* Objet de l'exercice *
Poursuivez le texte fourni sur Clinton et la politique identitaire en reprenant juste après sa dernière phrase.

* Texte fourni *
_ _ _ _ _ _ _

Parmi les plus importants soutiens de Clinton, on retrouve le lobby Israélien et les compagnies d’armement qui ont alimenté la violence au Moyen-Orient. Elle et son mari ont reçu une fortune de la part de Wall Street. Et pourtant, elle s’apprête à se voir affublée du titre de candidate des femmes, à même de triompher du diabolique Trump, le démon officiel. On dénombre également de nombreux féministes parmi ses supporters : ceux de la trempe de Gloria Steinem aux USA et d’Anne Summers en Australie.
Une génération auparavant, un culte post-moderne que l’on appelle aujourd’hui « la politique identitaire » a bloqué de nombreux esprits libéraux intelligents dans leur examen des causes et des individus qu’ils soutenaient — comme les fraudes que sont Obama et Clinton ; comme le mouvement progressiste bidon Syriza en Grèce, qui a trahi son peuple en s’alliant avec ses ennemis.

_ _ _ _ _ _ _

* Données recueillies *
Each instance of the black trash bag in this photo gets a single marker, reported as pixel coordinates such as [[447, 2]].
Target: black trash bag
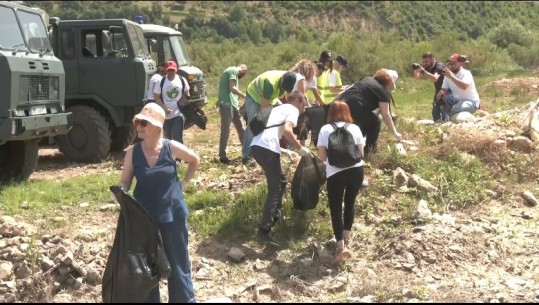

_ _ _ _ _ _ _

* Réponse à l'exercice *
L’auto-absorption [le narcissisme, NdT], une forme « d’égocentrisme », devint le nouvel esprit du temps dans les sociétés occidentales privilégiées et signala la défaite des grands mouvements collectifs contre la guerre, l’injustice sociale, l’inégalité, le racisme et le sexisme.
Aujourd’hui, ce long sommeil prend peut-être fin. Les jeunes s’agitent à nouveau. Progressivement. Les milliers de britanniques qui ont soutenu Jeremy Corbyn comme leader du parti travailliste font partie de cette agitation — ainsi que ceux qui se sont ralliés au sénateur Bernie Sanders.
Au Royaume-Uni, la semaine dernière, le plus proche allié de Jeremy Corbyn, le trésorier de l’opposition John McDonnell, a engagé le gouvernement travailliste au paiement des dettes frauduleuses des banques, et, dans les faits, à continuer sa politique de soi-disant austérité.
Aux USA, Bernie Sanders a promis de soutenir Clinton si ou lorsqu’elle sera nominée. Lui aussi a voté pour l’utilisation de la violence par les USA contre d’autres pays lorsqu’il jugeait cela « juste ». Il dit qu’Obama a « fait un excellent travail ».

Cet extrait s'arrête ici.